* start PROVIDED TEXT *

History Theatre play 'Highwaymen' shows how a St. Paul neighborhood paid the price of progress

"The Highwaymen" details the human cost of building I-94 through a St. Paul neighborhood.

February 8, 2017 at 5:09PM
Peter Thomson, left, plays a St. Paul city planner and Kevin D. West a barber whose business is destroyed to make way for Interstate 94.
Peter Thomson, left, plays a St. Paul city planner and Kevin D. West a barber whose business is destroyed to make way for Interstate 94. (Scott Pakudaitis/The Minnesota Star Tribune)

There's a fraught, intimate scene in "The Highwaymen," Josh Wilder's new drama about the building of Interstate 94 through St. Paul's thriving Rondo neighborhood, that captures the human tension suffusing the work.

A white retired city planner, George Herrold (played with understatement by Peter Thomson), who is partly responsible for the routing of the highway, sits down for a shave in the chair of black barber Timothy Howard (Kevin D. West, bridling but dignified).

George has come to say farewell to Tim, who actively opposed the highway as destructive to his neighborhood — and to him, personally. George is Tim's last customer before his business is demolished. When George leans his head back for the shave and Tim raises his razor, we're not sure what will happen. It could be Sweeney Todd all over again.

* end PROVIDED TEXT *

■ JOBS:
1. Condense the paragraph of the review beginning "George has come to say farewell" into a short bulleted list that keeps its main facts.
2. In the review, what is the name of the St. Paul neighborhood that Interstate 94 was built through?
The entries after this point aren't needed for this work.

* start LISTED RECORDS *

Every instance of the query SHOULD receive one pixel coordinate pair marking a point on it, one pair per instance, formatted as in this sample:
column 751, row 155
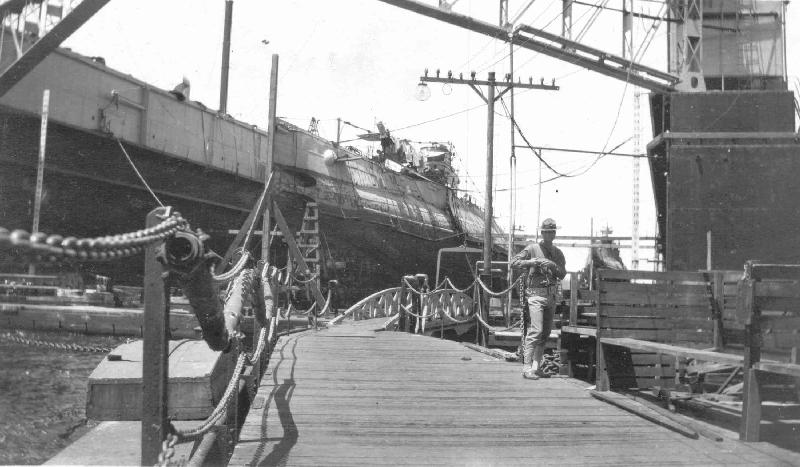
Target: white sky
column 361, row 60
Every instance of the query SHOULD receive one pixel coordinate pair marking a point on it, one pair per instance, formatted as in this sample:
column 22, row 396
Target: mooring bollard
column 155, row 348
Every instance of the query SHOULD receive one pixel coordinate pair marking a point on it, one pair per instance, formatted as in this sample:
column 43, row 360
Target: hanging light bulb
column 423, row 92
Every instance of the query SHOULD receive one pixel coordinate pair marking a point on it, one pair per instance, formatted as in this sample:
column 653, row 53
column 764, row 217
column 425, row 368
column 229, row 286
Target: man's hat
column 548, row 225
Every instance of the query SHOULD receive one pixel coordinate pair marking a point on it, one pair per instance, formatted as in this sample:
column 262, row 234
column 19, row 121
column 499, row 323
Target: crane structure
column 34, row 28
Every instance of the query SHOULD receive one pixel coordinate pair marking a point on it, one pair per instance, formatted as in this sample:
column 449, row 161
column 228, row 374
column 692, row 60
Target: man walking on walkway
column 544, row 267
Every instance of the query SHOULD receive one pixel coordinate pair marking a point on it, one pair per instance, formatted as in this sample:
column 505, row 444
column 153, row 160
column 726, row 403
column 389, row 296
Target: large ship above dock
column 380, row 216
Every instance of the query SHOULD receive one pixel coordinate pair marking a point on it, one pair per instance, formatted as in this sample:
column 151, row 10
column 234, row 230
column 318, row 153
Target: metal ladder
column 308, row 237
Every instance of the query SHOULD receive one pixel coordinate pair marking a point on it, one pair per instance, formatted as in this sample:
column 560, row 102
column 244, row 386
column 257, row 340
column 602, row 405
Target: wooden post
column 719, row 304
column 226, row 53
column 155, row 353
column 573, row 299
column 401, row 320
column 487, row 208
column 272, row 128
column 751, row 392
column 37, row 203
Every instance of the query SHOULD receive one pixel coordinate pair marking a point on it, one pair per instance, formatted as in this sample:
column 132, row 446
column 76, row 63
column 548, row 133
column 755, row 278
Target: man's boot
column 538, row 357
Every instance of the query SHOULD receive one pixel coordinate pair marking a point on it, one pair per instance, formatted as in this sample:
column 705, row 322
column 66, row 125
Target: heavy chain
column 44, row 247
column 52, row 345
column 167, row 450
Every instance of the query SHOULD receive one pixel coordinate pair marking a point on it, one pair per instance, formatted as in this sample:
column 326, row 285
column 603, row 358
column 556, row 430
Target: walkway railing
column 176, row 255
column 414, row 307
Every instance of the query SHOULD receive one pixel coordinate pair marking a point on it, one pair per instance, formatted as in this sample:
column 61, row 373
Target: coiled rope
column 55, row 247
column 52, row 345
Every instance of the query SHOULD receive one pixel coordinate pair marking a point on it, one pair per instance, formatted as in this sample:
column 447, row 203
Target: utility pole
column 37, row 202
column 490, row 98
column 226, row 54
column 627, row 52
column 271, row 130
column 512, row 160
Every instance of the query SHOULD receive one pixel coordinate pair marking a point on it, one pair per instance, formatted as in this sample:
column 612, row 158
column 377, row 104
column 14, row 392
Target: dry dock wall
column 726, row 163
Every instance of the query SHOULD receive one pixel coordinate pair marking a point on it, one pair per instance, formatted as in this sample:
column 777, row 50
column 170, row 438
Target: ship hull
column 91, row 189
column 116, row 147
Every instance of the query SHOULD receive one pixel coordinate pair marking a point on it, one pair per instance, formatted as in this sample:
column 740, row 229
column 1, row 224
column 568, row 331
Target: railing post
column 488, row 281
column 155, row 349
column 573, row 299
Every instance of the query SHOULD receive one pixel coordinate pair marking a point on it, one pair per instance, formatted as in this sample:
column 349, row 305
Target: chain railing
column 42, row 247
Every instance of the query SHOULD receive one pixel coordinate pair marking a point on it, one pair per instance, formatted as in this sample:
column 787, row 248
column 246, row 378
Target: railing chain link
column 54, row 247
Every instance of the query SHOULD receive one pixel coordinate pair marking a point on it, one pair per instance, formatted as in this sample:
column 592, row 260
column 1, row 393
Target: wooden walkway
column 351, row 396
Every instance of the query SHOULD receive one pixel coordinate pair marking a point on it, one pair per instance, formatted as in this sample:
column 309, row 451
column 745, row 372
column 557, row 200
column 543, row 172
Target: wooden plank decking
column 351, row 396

* end LISTED RECORDS *

■ ANSWERS FOR THIS EXERCISE:
1.
- George visits Tim to say farewell. Tim actively opposed the highway as destructive to his neighborhood and to him personally.
- George is Tim's last customer before the barbershop is demolished.
- When George leans back for the shave and Tim raises his razor, what will happen is uncertain, like a replay of Sweeney Todd.

2. Rondo